Exercise objective> Please reproduce every line of the following records word for word, changing nothing.

Supplied material>
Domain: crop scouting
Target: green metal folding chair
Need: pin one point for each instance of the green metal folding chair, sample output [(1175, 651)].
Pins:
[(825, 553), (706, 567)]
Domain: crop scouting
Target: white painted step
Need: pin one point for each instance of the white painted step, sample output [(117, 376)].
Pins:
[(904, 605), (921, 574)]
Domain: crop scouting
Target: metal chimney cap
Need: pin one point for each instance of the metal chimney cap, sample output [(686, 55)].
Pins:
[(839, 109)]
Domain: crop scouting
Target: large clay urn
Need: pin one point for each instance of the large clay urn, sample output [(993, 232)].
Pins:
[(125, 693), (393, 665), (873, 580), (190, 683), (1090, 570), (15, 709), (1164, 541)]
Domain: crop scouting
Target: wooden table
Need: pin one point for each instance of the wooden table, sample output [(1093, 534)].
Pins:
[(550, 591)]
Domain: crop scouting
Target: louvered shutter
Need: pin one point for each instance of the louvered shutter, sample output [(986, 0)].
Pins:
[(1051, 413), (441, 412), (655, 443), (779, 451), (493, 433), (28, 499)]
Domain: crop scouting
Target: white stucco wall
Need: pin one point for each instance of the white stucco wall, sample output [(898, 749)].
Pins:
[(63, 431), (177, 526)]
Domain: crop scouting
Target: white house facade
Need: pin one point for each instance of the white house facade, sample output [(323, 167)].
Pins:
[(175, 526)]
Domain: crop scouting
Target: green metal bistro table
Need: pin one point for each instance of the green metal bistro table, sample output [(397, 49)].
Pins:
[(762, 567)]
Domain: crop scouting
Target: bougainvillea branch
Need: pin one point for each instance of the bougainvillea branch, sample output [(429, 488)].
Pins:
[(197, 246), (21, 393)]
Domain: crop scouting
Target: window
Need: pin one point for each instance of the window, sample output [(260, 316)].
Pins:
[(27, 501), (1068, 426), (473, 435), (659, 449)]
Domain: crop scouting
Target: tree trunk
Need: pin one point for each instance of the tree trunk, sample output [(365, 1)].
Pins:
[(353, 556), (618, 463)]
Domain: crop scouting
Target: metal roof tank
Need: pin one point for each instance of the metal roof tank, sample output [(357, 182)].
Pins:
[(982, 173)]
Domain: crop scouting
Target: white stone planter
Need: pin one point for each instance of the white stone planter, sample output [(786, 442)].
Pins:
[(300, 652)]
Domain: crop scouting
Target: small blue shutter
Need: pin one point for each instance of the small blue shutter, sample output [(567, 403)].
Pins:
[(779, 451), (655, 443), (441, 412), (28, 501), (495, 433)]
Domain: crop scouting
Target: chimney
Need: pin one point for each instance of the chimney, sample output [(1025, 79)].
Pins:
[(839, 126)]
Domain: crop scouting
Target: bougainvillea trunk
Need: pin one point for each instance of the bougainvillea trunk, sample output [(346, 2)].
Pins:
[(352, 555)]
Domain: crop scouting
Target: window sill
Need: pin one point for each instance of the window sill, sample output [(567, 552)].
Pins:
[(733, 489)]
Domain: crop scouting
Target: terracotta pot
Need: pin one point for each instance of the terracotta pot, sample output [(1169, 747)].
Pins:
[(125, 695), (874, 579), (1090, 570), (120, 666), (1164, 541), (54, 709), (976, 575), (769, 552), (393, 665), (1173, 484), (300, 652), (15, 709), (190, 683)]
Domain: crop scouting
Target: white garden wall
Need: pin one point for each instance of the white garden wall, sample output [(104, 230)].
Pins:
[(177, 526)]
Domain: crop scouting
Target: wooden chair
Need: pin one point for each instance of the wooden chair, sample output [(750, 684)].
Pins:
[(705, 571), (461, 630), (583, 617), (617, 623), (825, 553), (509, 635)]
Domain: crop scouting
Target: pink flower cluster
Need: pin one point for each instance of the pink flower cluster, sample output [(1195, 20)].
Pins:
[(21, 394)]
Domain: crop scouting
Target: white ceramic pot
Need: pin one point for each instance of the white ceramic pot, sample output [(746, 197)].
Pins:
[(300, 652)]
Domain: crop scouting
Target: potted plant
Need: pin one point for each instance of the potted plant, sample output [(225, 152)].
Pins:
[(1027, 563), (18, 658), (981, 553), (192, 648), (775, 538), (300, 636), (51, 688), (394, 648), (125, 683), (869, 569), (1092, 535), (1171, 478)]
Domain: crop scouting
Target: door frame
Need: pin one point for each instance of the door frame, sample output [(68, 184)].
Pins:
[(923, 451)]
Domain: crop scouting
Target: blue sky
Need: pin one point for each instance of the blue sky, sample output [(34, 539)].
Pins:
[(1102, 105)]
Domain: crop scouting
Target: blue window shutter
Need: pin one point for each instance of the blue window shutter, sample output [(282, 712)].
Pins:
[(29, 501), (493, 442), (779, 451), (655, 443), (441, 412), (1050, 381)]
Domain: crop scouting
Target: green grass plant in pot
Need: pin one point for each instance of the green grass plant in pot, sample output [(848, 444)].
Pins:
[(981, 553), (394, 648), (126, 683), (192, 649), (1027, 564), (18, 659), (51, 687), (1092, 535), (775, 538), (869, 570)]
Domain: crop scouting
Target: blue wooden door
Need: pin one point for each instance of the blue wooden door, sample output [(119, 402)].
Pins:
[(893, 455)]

Written response>
Domain: crop scouting
Target: green metal folding chair
Need: pin one point for each instance of the green metal folding chair, sample output [(1175, 651)].
Pins:
[(825, 553), (706, 567)]
Domain: crop scouting
Target: white painted step
Need: pin one point for each instance of the white painted step, sample output [(117, 376)].
Pins:
[(904, 605), (921, 574)]
Domain: crop scouting
Target: metal chimney cap
Need: pin one point for each instance of the metal chimney cap, sample output [(686, 55)].
Pins:
[(839, 109)]
Domain: crop scouting
Target: large clay urn
Need: pin one point for each instance of the large clay urn, sample output [(993, 232)].
Pins:
[(125, 693), (393, 665), (873, 580), (190, 683), (1090, 570), (15, 709), (1164, 541)]
Domain: crop scouting
Target: wooden table
Need: pin one point for each instance of the wooden table, sample output [(1093, 534)].
Pins:
[(550, 591)]
Domain: crop scouting
Target: louvered shutter
Need: pin one point for each instance of the louvered shutter, sample output [(986, 0)].
Pins:
[(1051, 413), (441, 412), (655, 443), (779, 451), (493, 433), (28, 499)]
Domain: crop scouting
Target: white stucco wall
Need: pin one point for each instance of the white stucco wall, sample output [(898, 749)].
Pins:
[(63, 431), (177, 526)]
Domain: crop scouting
Target: white house facade
Need: pin one point for each instance of the white house facade, sample output [(323, 167)].
Pins:
[(175, 526)]
Domain: crop scouting
Target: green metal bistro table
Need: pin one point for each instance of the green metal bistro table, sample output [(397, 49)].
Pins:
[(762, 567)]
Domain: crop scouting
Target: bougainvillea branch
Need: pin one point for each instance of the bougainvillea branch, sample output [(429, 488)].
Pins:
[(197, 246), (21, 393)]
Domain: crop scouting
Target: window
Need: pin one point for each instance of the window, sample output [(260, 316)].
Pins:
[(27, 501), (1068, 426), (473, 435), (659, 449)]
Domain: crop scouting
Target: tree trunk
Need: pin one point for each instance of the tree trunk, sample output [(365, 1)].
Pins:
[(353, 556), (618, 463)]
Domain: crop scouting
Target: metal roof tank
Need: pin one point for each instance of the metal roof tank, sample output [(357, 182)].
Pins:
[(982, 173)]
Domain: crop scouting
Target: white stone planter
Need: pin one point for each instance of the white stone planter, sample output [(786, 442)].
Pins:
[(300, 652)]
Domain: crop scouting
Target: small blue shutter
Need: pin one point for each instance of the small blue shutter, sample output [(567, 403)].
Pins:
[(779, 451), (655, 443), (441, 412), (28, 501), (495, 433)]
Domain: crop scouting
Target: chimney
Need: pin one point for each instance of the chimney, sample output [(1025, 79)].
Pins:
[(839, 126)]
Domain: crop scouting
Target: bougainvillea trunk
Need: pin one point for each instance of the bougainvillea trunk, sample output [(346, 2)].
Pins:
[(352, 555)]
Domain: crop scouting
Target: window sill
Need: pin one point for each instance of the window sill, sample output [(567, 552)].
Pins:
[(733, 489)]
Domain: crop scouting
Target: terracotta pot
Need: pin one point for each instance of the terracotta pot, sample output [(1169, 747)].
Pins:
[(125, 695), (874, 579), (1090, 570), (120, 666), (1164, 541), (54, 709), (976, 575), (769, 552), (393, 665), (1173, 484), (300, 652), (15, 709), (190, 683)]
Domain: crop scouting
Target: white garden wall
Need: pin one point for each instance of the white garden wall, sample output [(104, 230)].
Pins:
[(177, 526)]
Domain: crop scouting
Target: wooden chair
Need: pin one point for each instance of the wooden chair, sample output [(750, 684)].
Pins:
[(705, 571), (461, 630), (583, 617), (617, 623), (825, 553), (509, 635)]
Domain: crop scouting
Target: pink flower cluster
Need: pin one point for each instance of the pink flower cluster, sample output [(1195, 20)].
Pins:
[(21, 394)]
Domain: crop scouting
Target: white ceramic pot
Need: pin one point for each instance of the white ceramic pot, sample output [(746, 197)].
Pins:
[(300, 652)]
Domain: crop scouting
Target: potted plant
Need: pin one point for each instance of the potted plant, sample output [(225, 152)].
Pins:
[(1027, 563), (18, 658), (981, 553), (192, 648), (775, 538), (300, 636), (51, 688), (394, 648), (125, 683), (869, 569), (1092, 535), (1171, 478)]
Domain: crop scouting
Target: door frame
Need: pin one point for each instance of the door frame, sample output [(68, 184)].
Pins:
[(923, 451)]
Domain: crop scouting
Target: blue sky
Need: pin one point for each instance of the blue sky, sample output [(34, 539)].
Pins:
[(1102, 105)]
Domain: crop scouting
Target: blue window shutter
Need: pin one point for each instance of the blue window shutter, sample output [(282, 712)].
Pins:
[(29, 501), (493, 442), (779, 451), (655, 443), (441, 412), (1050, 381)]
Domain: crop scouting
Target: green grass plant in pot
Need: pin one point for each instance of the green grass plant in pot, sample output [(848, 444)].
Pins:
[(981, 553), (394, 648), (126, 683), (192, 649), (1027, 564), (18, 659), (51, 687), (1092, 535), (775, 538), (869, 570)]
Domain: crop scouting
Target: blue wooden door
Need: pin one point for each instance of the blue wooden door, sample output [(119, 402)].
Pins:
[(893, 455)]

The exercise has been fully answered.